◆ **Texto para leitura**
--------------------

Guerreiros católicos usaram o terço como arma de guerra
Em 1214, o jovem cônego Domingos de Gusmão fazia penitência pela conversão dos hereges, quando recebeu da Santíssima Virgem uma arma poderosa. Descendente de uma estirpe guerreira espanhola, cujo castelo de Caleruega é hoje um santuário, ele já ouvira na infância muitos relatos sobre a defesa militar na incessante guerra contra os muçulmanos.
As penitências e orações de Domingos num bosque perto de Toulouse, no sul da França, já duravam três dias e três noites de vigília para apaziguar a ira de Deus. Em dado momento ele desmaiou, e ao voltar a si viu Nossa Senhora escoltada por três anjos, que lhe disse: “Caro Domingos, tu sabes de que arma a Santíssima Trindade quer se utilizar para mudar o mundo?”. São Domingos respondeu: “Oh, minha Senhora, Vós sabeis bem melhor do que eu. Depois de vosso Filho Jesus Cristo, Vós tendes sido sempre o principal instrumento de nossa salvação”. Nossa Senhora esclareceu-lhe: “A principal peça de combate tem sido sempre o Saltério Angélico, que é a pedra fundamental do Novo Testamento. Assim, quero que conquistes essas almas endurecidas com a oração do meu Rosário”.
Logo essa devoção se transformou numa prática católica clássica. Rosário significa “coroa de rosas”, e São Domingos dividiu suas 150 “rosas” (ou Ave-Marias) em três partes, ou terços: a primeira contendo os mistérios gozosos; a segunda com os mistérios dolorosos; e a terceira contemplando os mistérios gloriosos. Cada mistério é acompanhado de um Pai-Nosso e um Glória ao Pai.
O milagre de Lepanto
Em 1571 o Papa São Pio V fixou a festa universal de Nossa Senhora do Rosário no dia 7 de outubro, data em que se deu a vitória naval sobre a frota muçulmana no golfo de Lepanto, na Grécia. A vitória foi atribuída ao auxílio de Nossa Senhora do Rosário, que assim atendera as preces da Cristandade nessa intenção.

--------------------

◆ **O que fazer**
1 – Transcreva integralmente o texto sobre o terço como arma de guerra.
2 – Na listagem, reescreva as linhas da que contém "task: segment the green vegetation" até a que contém "[[[231,49],[232,47],[230,44],[228,44],[223,46],[224,49]]]", trocando "vegetation" por "foliage" e mantendo todo o resto igual.
O texto e a listagem não têm relação entre si.

◆ **Dados de entrada**
--------------------

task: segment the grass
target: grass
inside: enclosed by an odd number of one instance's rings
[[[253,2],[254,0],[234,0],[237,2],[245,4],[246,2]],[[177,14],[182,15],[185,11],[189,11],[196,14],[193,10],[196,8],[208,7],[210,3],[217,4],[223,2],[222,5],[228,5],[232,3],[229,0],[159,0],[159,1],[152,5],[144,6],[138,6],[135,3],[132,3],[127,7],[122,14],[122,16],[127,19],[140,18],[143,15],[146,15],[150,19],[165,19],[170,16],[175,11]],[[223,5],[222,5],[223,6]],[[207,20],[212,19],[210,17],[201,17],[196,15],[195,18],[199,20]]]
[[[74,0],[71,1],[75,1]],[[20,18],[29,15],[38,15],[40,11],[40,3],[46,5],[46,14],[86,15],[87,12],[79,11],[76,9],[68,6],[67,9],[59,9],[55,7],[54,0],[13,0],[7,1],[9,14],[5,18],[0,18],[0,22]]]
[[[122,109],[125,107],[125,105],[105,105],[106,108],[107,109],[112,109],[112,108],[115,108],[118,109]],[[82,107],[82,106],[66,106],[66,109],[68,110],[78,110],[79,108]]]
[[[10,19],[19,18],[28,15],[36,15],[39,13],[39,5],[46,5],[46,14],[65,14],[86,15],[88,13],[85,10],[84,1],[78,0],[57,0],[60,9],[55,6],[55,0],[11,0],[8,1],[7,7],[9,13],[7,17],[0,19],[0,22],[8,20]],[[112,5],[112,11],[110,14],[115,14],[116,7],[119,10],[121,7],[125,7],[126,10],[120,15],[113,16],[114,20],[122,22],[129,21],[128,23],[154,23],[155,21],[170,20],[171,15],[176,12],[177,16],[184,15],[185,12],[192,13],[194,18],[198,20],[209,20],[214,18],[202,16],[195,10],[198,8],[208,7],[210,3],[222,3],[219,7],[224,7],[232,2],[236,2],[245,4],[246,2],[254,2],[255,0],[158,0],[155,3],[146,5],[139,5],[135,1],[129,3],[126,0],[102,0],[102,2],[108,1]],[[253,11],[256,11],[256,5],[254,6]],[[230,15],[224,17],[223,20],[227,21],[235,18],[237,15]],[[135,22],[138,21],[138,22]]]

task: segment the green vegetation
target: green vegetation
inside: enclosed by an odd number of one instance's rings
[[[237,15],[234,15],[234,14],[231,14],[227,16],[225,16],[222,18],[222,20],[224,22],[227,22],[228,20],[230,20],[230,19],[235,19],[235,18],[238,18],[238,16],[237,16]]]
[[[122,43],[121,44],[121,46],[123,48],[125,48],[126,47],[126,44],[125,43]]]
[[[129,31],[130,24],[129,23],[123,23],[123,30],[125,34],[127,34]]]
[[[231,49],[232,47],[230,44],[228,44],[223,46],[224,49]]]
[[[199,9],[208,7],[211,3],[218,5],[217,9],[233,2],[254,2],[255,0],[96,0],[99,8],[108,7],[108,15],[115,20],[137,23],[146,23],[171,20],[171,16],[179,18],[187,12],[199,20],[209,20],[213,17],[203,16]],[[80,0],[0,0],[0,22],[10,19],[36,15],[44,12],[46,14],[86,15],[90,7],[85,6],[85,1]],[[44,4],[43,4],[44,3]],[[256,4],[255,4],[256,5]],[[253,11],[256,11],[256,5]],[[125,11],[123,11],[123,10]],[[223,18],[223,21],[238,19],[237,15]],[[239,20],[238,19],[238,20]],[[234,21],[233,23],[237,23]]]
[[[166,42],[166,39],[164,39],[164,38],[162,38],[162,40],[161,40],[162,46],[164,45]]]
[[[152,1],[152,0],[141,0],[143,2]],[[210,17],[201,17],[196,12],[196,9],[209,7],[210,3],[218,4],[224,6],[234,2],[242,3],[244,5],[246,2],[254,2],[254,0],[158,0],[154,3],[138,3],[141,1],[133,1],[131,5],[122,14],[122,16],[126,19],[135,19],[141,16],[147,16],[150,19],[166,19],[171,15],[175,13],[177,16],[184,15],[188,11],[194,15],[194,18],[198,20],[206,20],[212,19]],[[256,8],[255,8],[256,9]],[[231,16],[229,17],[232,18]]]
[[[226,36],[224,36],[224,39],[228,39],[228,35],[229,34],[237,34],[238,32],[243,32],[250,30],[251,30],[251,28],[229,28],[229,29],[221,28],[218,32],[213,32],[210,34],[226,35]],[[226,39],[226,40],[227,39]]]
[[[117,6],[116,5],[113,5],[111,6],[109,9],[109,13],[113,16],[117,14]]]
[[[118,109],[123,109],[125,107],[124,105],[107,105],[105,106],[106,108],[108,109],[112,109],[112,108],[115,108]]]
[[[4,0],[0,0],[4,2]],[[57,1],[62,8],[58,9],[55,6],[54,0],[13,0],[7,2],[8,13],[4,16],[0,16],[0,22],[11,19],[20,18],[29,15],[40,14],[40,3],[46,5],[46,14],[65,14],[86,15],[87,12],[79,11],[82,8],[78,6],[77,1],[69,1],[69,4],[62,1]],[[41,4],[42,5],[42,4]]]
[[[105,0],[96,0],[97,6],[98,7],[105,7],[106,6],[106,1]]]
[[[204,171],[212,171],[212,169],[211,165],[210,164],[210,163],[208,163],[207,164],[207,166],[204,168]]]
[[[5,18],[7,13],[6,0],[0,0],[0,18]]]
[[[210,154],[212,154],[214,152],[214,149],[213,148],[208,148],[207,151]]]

--------------------

◆ **Soluções**
1 –
Guerreiros católicos usaram o terço como arma de guerra
Em 1214, o jovem cônego Domingos de Gusmão fazia penitência pela conversão dos hereges, quando recebeu da Santíssima Virgem uma arma poderosa. Descendente de uma estirpe guerreira espanhola, cujo castelo de Caleruega é hoje um santuário, ele já ouvira na infância muitos relatos sobre a defesa militar na incessante guerra contra os muçulmanos.
As penitências e orações de Domingos num bosque perto de Toulouse, no sul da França, já duravam três dias e três noites de vigília para apaziguar a ira de Deus. Em dado momento ele desmaiou, e ao voltar a si viu Nossa Senhora escoltada por três anjos, que lhe disse: “Caro Domingos, tu sabes de que arma a Santíssima Trindade quer se utilizar para mudar o mundo?”. São Domingos respondeu: “Oh, minha Senhora, Vós sabeis bem melhor do que eu. Depois de vosso Filho Jesus Cristo, Vós tendes sido sempre o principal instrumento de nossa salvação”. Nossa Senhora esclareceu-lhe: “A principal peça de combate tem sido sempre o Saltério Angélico, que é a pedra fundamental do Novo Testamento. Assim, quero que conquistes essas almas endurecidas com a oração do meu Rosário”.
Logo essa devoção se transformou numa prática católica clássica. Rosário significa “coroa de rosas”, e São Domingos dividiu suas 150 “rosas” (ou Ave-Marias) em três partes, ou terços: a primeira contendo os mistérios gozosos; a segunda com os mistérios dolorosos; e a terceira contemplando os mistérios gloriosos. Cada mistério é acompanhado de um Pai-Nosso e um Glória ao Pai.
O milagre de Lepanto
Em 1571 o Papa São Pio V fixou a festa universal de Nossa Senhora do Rosário no dia 7 de outubro, data em que se deu a vitória naval sobre a frota muçulmana no golfo de Lepanto, na Grécia. A vitória foi atribuída ao auxílio de Nossa Senhora do Rosário, que assim atendera as preces da Cristandade nessa intenção.

2 –
task: segment the green foliage
target: green foliage
inside: enclosed by an odd number of one instance's rings
[[[237,15],[234,15],[234,14],[231,14],[227,16],[225,16],[222,18],[222,20],[224,22],[227,22],[228,20],[230,20],[230,19],[235,19],[235,18],[238,18],[238,16],[237,16]]]
[[[122,43],[121,44],[121,46],[123,48],[125,48],[126,47],[126,44],[125,43]]]
[[[129,31],[130,24],[129,23],[123,23],[123,30],[125,34],[127,34]]]
[[[231,49],[232,47],[230,44],[228,44],[223,46],[224,49]]]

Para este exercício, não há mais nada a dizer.